=== Source material ===

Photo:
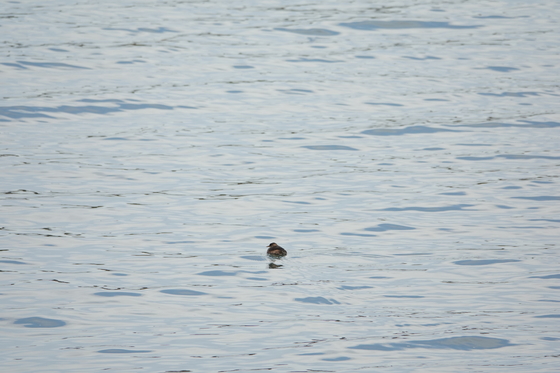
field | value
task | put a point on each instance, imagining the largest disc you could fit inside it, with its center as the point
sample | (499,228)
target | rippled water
(404,153)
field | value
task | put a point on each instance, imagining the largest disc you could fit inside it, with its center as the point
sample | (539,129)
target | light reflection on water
(404,155)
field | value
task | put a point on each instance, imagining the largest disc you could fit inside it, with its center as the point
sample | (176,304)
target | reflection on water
(406,155)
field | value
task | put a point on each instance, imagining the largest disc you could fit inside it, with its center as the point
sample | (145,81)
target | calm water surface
(404,153)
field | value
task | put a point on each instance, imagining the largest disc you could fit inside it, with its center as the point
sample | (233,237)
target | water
(404,153)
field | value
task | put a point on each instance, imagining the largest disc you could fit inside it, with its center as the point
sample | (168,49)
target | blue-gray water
(405,154)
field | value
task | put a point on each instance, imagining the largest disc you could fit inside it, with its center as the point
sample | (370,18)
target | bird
(275,250)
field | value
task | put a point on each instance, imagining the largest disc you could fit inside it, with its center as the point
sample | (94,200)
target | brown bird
(275,250)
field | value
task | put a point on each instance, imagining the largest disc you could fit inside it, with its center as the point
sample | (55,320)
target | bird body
(275,250)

===

Display every line of the material above that contains the string "water", copying each line in full. Matching is case-sensitive.

target | rippled water
target | light reflection on water
target | reflection on water
target | calm water surface
target | water
target | blue-gray water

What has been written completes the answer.